**Task input:**
=== Section Start ===

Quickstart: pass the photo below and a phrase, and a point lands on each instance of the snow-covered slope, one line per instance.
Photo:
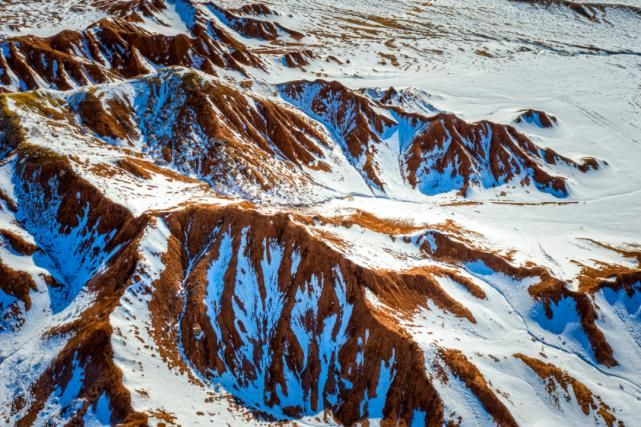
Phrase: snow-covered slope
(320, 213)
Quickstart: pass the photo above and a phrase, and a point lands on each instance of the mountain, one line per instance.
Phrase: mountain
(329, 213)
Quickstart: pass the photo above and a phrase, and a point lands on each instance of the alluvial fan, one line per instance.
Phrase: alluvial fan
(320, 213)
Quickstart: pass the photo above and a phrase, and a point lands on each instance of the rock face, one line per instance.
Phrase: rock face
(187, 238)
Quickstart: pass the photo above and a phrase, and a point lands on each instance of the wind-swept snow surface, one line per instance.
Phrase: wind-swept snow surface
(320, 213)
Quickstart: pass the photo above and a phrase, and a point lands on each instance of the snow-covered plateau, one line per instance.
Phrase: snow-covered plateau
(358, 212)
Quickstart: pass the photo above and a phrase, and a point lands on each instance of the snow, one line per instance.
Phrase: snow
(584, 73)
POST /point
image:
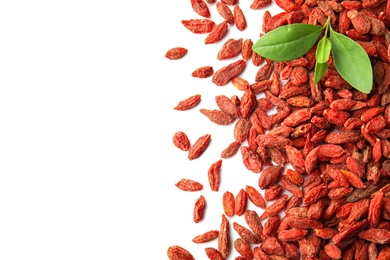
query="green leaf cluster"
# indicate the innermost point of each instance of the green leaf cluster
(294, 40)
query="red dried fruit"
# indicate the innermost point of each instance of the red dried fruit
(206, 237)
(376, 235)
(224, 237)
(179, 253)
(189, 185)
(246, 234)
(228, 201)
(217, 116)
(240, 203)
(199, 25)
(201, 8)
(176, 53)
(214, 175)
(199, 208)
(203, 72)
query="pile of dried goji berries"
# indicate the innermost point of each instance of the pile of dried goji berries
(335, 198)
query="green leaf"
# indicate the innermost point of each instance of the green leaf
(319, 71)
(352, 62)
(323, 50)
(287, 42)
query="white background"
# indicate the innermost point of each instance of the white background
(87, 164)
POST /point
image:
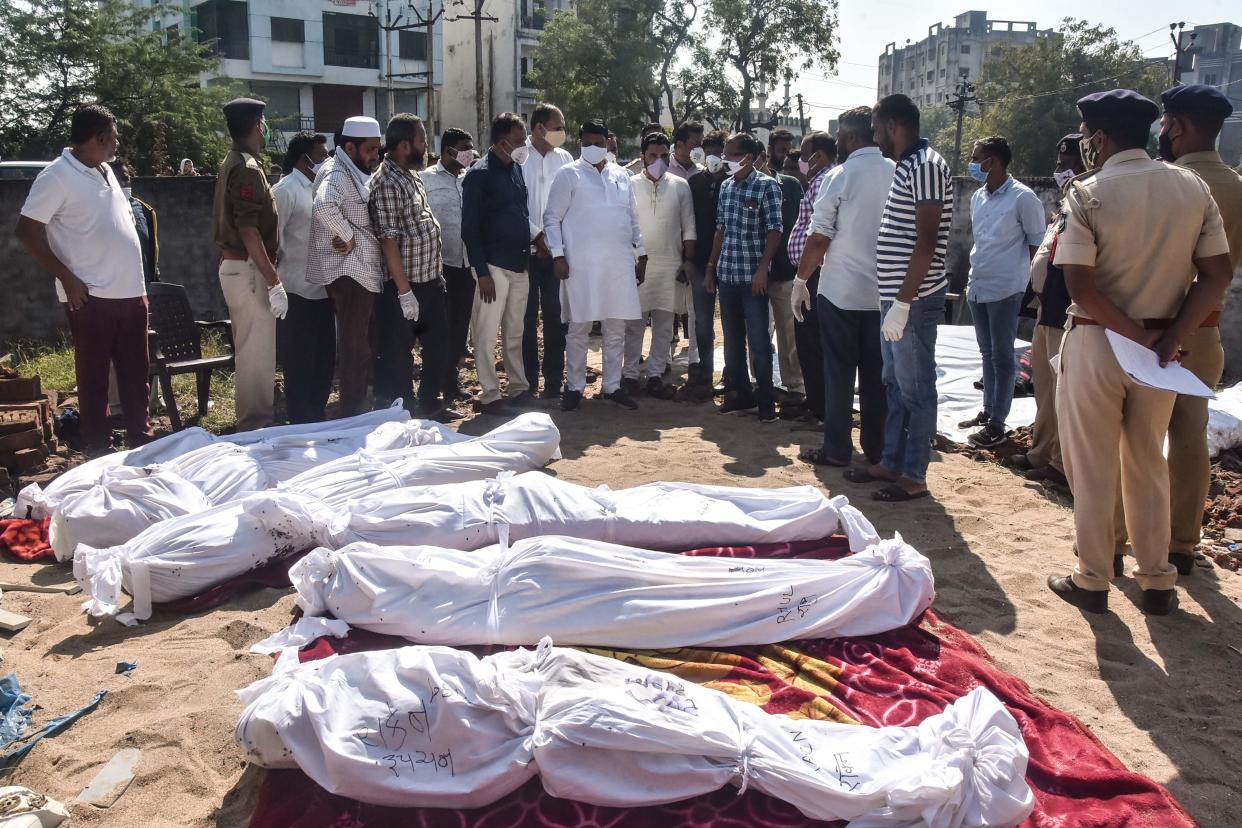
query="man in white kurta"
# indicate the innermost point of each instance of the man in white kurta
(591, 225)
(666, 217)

=== Section End ===

Print all entries exactly, without images.

Quickstart: pass the photo below and a phrase, and a point lands on each instance of the snow-covered slope, one line per instance.
Photo:
Phrase: snow-covered slope
(320, 213)
Quickstart: pass the photo above and a phrase, and a point lands on each instance of the mountain, one line per instance.
Phrase: mountain
(329, 213)
Quickstart: pass the photo above and a phrase, and a point lands on each instance of the alluvial fan, one line per instance.
Phrase: alluvial fan
(320, 213)
Quickstart: pass the photo above and a phrase, and a point lands on each instance of the rock face, one line per instance.
Phrase: rock face
(187, 238)
Quickstart: pass the photo above and a phrase, and a point lands on each instance of the wind-swept snow surface, one line per instance.
Phrase: wind-swept snow surface
(320, 213)
Quickstart: pass the photo above and a phrase, and a point lands on each instance of the snow-covered plateau, one line per instance.
Phrase: snow-covered plateau
(358, 212)
Quickstart: pass the photo above and a phrase, and a point lands on each instance of the snow, one line per instance.
Phrase: snow
(584, 73)
POST /point
image:
query="green leaf cluster"
# indicate the innermost point of each instance of the green leaf cluster
(294, 40)
query="red dried fruit"
# indicate the innermost point of each instance of the red dried fruit
(206, 237)
(376, 235)
(224, 237)
(179, 253)
(189, 185)
(246, 234)
(228, 201)
(217, 116)
(240, 203)
(199, 25)
(201, 8)
(176, 53)
(214, 175)
(199, 208)
(203, 72)
query="pile of dried goji berries"
# indicate the innermost point of each instance of the pile of dried goji berries
(335, 198)
query="green leaf"
# indicate the innermost point of each instance of the green leaf
(319, 71)
(352, 62)
(323, 50)
(287, 42)
query="white background"
# indicate the innermost point of each instance of the white background
(87, 164)
POST /point
image:
query="man in white kurta"
# indicate the innermost point of each instance of the man in white kurta
(591, 225)
(666, 217)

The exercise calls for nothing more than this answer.